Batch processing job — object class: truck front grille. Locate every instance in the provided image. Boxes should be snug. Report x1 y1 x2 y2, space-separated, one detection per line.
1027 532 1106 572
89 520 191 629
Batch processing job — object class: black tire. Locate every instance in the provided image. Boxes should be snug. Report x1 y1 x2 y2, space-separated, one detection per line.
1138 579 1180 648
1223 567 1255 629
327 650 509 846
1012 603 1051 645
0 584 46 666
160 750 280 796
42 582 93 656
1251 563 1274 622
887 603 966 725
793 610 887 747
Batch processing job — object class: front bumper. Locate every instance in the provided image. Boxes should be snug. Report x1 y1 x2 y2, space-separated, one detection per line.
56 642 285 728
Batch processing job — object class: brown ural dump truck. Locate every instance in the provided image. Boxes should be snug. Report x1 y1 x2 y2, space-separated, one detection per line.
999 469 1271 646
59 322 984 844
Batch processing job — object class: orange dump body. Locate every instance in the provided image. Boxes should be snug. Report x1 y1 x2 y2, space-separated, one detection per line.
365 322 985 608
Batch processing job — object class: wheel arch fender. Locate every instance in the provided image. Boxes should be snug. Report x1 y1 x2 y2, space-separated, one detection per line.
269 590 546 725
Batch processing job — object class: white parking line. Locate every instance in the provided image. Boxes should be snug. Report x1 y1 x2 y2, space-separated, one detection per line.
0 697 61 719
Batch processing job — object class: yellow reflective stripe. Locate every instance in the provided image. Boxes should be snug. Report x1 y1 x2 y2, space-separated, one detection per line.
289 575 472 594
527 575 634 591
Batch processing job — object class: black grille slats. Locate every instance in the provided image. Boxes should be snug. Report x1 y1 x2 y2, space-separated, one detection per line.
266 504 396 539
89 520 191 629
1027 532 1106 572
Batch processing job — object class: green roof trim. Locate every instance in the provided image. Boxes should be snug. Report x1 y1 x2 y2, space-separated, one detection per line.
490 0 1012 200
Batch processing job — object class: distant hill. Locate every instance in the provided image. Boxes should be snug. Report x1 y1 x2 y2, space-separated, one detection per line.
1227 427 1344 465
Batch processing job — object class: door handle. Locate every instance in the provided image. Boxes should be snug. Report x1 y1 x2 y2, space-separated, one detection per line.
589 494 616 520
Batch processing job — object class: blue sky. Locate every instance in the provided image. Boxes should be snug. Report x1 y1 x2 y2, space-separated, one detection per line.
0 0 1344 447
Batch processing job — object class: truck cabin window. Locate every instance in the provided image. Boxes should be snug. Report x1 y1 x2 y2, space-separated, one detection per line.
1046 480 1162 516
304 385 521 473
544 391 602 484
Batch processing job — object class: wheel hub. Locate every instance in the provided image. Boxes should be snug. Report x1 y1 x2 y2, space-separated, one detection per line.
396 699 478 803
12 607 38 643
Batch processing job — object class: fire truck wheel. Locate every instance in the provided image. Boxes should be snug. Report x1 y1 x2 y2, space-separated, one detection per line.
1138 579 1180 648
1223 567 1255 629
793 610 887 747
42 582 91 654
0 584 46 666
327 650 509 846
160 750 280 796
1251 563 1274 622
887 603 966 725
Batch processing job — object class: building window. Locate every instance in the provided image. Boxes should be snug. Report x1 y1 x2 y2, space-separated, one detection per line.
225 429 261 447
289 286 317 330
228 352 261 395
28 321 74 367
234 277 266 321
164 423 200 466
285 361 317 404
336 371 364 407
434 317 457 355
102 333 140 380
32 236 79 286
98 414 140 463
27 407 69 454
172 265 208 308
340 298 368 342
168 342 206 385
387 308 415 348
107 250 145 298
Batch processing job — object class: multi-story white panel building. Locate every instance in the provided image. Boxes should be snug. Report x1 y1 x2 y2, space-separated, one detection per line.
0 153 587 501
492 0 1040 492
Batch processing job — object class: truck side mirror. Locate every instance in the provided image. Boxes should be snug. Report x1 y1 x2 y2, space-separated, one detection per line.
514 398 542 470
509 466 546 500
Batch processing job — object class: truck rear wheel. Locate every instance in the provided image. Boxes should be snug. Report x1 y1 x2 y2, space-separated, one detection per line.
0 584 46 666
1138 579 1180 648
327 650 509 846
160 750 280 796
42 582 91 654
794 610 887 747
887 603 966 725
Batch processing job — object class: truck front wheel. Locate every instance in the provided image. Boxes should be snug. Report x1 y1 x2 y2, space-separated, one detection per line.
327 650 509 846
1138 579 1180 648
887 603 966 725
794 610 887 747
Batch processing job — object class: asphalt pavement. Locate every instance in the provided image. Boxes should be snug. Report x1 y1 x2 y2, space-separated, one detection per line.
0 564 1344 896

* **TASK BRIEF**:
Convert the entries from the line containing "Batch processing job — object class: building" up to and including the line containing "285 361 317 404" into a JSON list of strings, one string per line, with blank lines omitted.

* **EXERCISE OUTPUT**:
[
  "Batch processing job — object class: building window. Locate every instance in the provided image. Boxes should be snug. Report x1 y1 x2 y2, space-separated, one detection per line.",
  "225 429 261 447",
  "289 286 317 330",
  "228 352 261 395",
  "28 321 74 367",
  "234 277 266 321",
  "164 423 200 466",
  "285 361 317 404"
]